== Directive ==
Reproduce the data below, substituting "Label:" for each occurrence of "Query:" and changing nothing else.

(Entries from a pointing dataset)

============================================================

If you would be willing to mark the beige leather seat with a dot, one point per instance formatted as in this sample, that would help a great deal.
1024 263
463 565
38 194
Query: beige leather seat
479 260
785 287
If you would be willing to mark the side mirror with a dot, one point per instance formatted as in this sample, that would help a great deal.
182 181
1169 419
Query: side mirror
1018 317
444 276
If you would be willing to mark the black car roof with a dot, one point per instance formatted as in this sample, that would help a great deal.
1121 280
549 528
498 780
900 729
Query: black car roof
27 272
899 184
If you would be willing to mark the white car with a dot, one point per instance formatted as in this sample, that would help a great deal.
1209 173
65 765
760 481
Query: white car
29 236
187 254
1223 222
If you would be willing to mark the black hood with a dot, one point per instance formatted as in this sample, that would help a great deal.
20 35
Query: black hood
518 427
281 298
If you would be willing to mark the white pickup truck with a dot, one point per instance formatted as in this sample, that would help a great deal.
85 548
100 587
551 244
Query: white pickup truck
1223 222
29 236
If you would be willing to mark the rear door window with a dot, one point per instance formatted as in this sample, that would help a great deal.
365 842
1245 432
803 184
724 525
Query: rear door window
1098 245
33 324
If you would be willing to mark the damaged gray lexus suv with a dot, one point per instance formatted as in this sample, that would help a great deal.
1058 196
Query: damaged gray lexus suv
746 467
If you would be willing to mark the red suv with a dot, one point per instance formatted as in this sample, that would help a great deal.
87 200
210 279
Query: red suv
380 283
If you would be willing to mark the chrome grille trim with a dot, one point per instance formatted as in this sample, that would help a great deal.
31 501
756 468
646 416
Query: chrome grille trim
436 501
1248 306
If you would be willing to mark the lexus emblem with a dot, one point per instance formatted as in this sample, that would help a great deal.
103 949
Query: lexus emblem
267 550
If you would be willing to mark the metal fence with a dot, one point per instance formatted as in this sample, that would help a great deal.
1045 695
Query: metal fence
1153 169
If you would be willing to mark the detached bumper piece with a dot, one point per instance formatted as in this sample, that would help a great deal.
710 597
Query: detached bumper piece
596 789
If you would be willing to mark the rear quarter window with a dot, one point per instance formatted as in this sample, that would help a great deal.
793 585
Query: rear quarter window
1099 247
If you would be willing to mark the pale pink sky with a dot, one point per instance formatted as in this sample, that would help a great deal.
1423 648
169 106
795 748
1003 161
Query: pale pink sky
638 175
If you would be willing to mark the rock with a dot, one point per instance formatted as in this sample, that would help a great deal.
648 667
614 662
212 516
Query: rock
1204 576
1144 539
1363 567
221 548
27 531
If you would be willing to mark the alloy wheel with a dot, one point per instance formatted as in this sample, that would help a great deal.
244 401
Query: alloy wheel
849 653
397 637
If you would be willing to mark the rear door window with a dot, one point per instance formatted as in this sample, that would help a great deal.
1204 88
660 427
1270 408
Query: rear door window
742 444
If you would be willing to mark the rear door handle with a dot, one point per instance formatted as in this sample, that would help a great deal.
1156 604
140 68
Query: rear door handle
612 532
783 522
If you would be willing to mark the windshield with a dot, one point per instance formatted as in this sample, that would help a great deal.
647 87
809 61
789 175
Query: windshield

============================================================

== Output for this exercise ==
If you would be willing to mark the beige leather seat with a dot, one point per instance formatted as in this sample, that would help a great deal.
1024 263
463 565
38 194
Label: beige leather seat
479 260
785 287
If you would be willing to mark the side mirror with a dot, one point per instance formatted as in this sample, that would help a great deal.
182 181
1169 419
Label: side mirror
1018 317
444 276
If you would be willing to mark the black car roof with a dot, one point per instance formatted as in this sample, that would help a great deal.
1121 280
549 528
498 780
900 729
Label: black car roof
27 272
899 184
If you would be willing to mark the white car with a dot, one point per instance formatted as in this sample, that would help a great deal.
1209 173
65 765
760 481
Label: white car
29 236
187 254
1223 222
If you would be willing to mark the black hood with a dot, one point per instance formatted as in this sample, that would help a great deal.
20 35
Label: black hood
518 427
281 298
If you would be willing to mark the white pickup truck with a dot, one point per instance formatted as in this sample, that would help a great deal.
85 548
100 587
551 244
Label: white pickup truck
1223 222
29 236
If you would be willing to mark the rear door window with a dot, one point per instance formatted as in this sample, that would help a great deal.
365 842
1245 432
803 184
724 525
Label: rear door window
1098 245
33 324
If you would be willing to mark the damaged gray lexus suv with a dot, one point per instance formatted as in this sample, that would help a great deal.
1058 196
Label: damaged gray lexus suv
746 467
If you would be willing to mark the red suv with a dot, one point per instance formatted as in this sample, that would help a great deal.
87 200
210 279
Label: red suv
380 283
If you would be willing to mark the chrome grille trim with a dot, one point per instance formatted as in this sample, that would help a great deal.
31 501
756 468
646 416
Label: chrome grille trim
436 501
1248 306
If you would be willing to mark the lexus emblem with a dot, one point per instance formatted as in this sample, that would help a great deal.
103 949
Label: lexus emblem
267 550
If you would be willing to mark the metal fence with a dot, one point per instance formatted as in this sample, that would help a great deal.
1045 695
Label: metal fence
1153 169
If you would be willing to mark the detached bumper piece with a dot, one point per instance formatted as in this sample, that would help a great deal.
710 597
Label: detached bumper piece
596 789
If you would be willing to mark the rear quarter window with a dot, one point per instance formatted as in this sample, that would help a great deal.
793 585
Label: rear quarter window
1099 247
If you would be willing to mark the pale pink sky with a dot, one point per instance formatted as in this sample, that would help a great deal.
1423 648
169 106
795 748
1003 161
Label: pale pink sky
638 175
If you would be willing to mark the rock with a dot, one point per instance formatted as in this sample, that would help a great deal.
648 667
614 662
212 516
Label: rock
1204 576
1144 539
1363 567
221 548
27 531
If you would be willing to mark the alloy wheel with a dot, one point per instance formatted as in this sample, that would help a great deal.
244 401
Label: alloy wheel
849 653
397 637
If you would be willing to mark the rear door window with a dot, one point per instance formatted as in this sample, that would help a great deal.
1204 88
660 427
1270 408
Label: rear door window
742 444
If you would be willing to mark the rear door handle with a dot, one point per instance formatted as in this sample, that would help a great deal.
1156 604
140 68
Label: rear door handle
612 532
783 522
If you would be willing to mark the windshield with a dot, one point per instance formatted as in this sample, that would help a great deal.
647 87
809 61
789 175
Label: windshield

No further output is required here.